■ TASK MATERIAL:
■ ■ ■ ■

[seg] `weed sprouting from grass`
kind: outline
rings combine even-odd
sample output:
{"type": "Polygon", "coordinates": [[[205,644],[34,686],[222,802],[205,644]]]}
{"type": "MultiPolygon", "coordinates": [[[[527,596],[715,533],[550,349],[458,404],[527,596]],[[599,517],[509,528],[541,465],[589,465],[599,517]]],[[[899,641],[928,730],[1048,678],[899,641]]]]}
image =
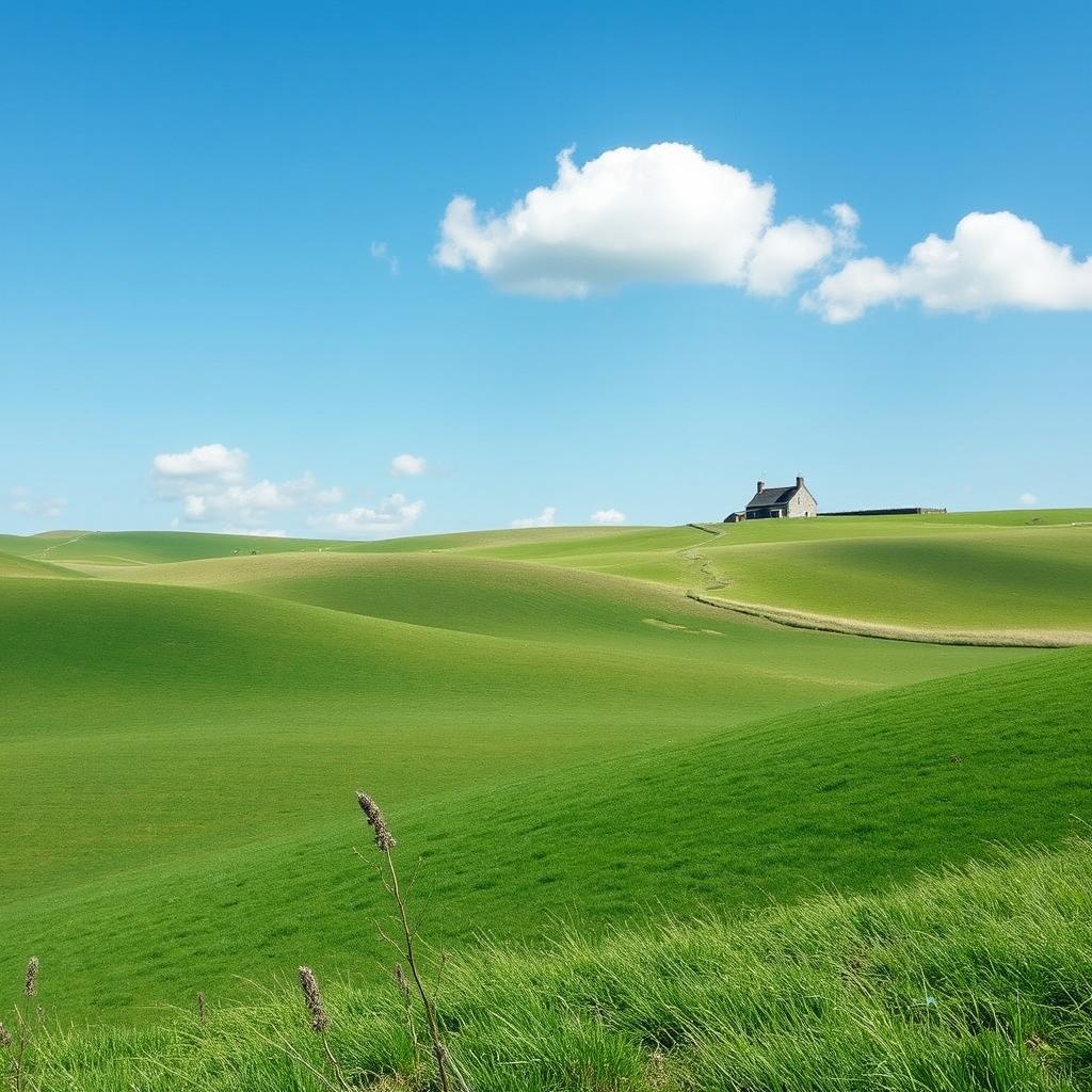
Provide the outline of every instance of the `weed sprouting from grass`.
{"type": "Polygon", "coordinates": [[[309,966],[299,969],[299,988],[304,992],[304,1005],[311,1014],[311,1031],[321,1035],[330,1026],[330,1018],[322,1006],[322,994],[314,972],[309,966]]]}
{"type": "MultiPolygon", "coordinates": [[[[367,793],[361,793],[359,791],[356,794],[356,799],[360,805],[360,810],[364,812],[365,818],[368,820],[368,826],[375,831],[376,847],[383,855],[387,862],[387,871],[390,880],[384,881],[384,886],[397,907],[397,921],[402,928],[402,942],[397,943],[389,937],[387,937],[387,939],[390,940],[390,942],[405,958],[414,985],[417,987],[417,994],[420,997],[422,1006],[425,1009],[425,1020],[428,1025],[428,1037],[432,1045],[432,1055],[436,1058],[436,1068],[437,1075],[440,1079],[440,1089],[442,1092],[450,1092],[451,1081],[449,1070],[454,1072],[459,1084],[465,1089],[465,1081],[458,1076],[458,1070],[454,1069],[454,1066],[451,1063],[451,1056],[449,1055],[448,1048],[440,1035],[440,1021],[436,1013],[436,1002],[422,978],[417,952],[414,948],[414,931],[410,926],[410,916],[406,911],[405,897],[402,893],[402,888],[399,886],[397,869],[394,867],[394,858],[391,856],[391,851],[395,845],[397,845],[397,842],[394,840],[394,835],[387,826],[387,820],[383,818],[383,812],[380,811],[379,805],[376,804],[376,802],[367,793]]],[[[401,965],[399,970],[401,970],[401,965]]],[[[404,972],[402,973],[402,978],[405,978],[404,972]]],[[[400,983],[400,986],[401,985],[402,983],[400,983]]],[[[412,1012],[412,1009],[408,1006],[408,983],[406,983],[404,996],[407,999],[407,1014],[412,1012]]]]}
{"type": "Polygon", "coordinates": [[[406,977],[405,971],[402,970],[401,963],[394,964],[394,983],[399,987],[399,994],[402,997],[402,1004],[405,1007],[406,1013],[406,1030],[410,1032],[410,1037],[413,1040],[413,1053],[414,1058],[420,1054],[420,1041],[417,1038],[417,1022],[413,1018],[413,992],[410,987],[410,980],[406,977]]]}
{"type": "Polygon", "coordinates": [[[23,995],[34,997],[38,992],[38,957],[32,956],[26,964],[26,981],[23,985],[23,995]]]}
{"type": "MultiPolygon", "coordinates": [[[[23,978],[24,997],[35,997],[38,993],[39,965],[37,956],[32,956],[27,961],[23,978]]],[[[11,1092],[23,1092],[27,1088],[26,1066],[35,1037],[41,1029],[41,1016],[40,1007],[35,1007],[33,1017],[26,1017],[16,1005],[14,1031],[9,1031],[0,1023],[0,1051],[7,1056],[8,1087],[11,1092]]]]}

■ ■ ■ ■

■ REQUEST: How many lines of the listing above contain the string "from"? Reply with the number alone.

■ RESULT OF THE EXERCISE: 2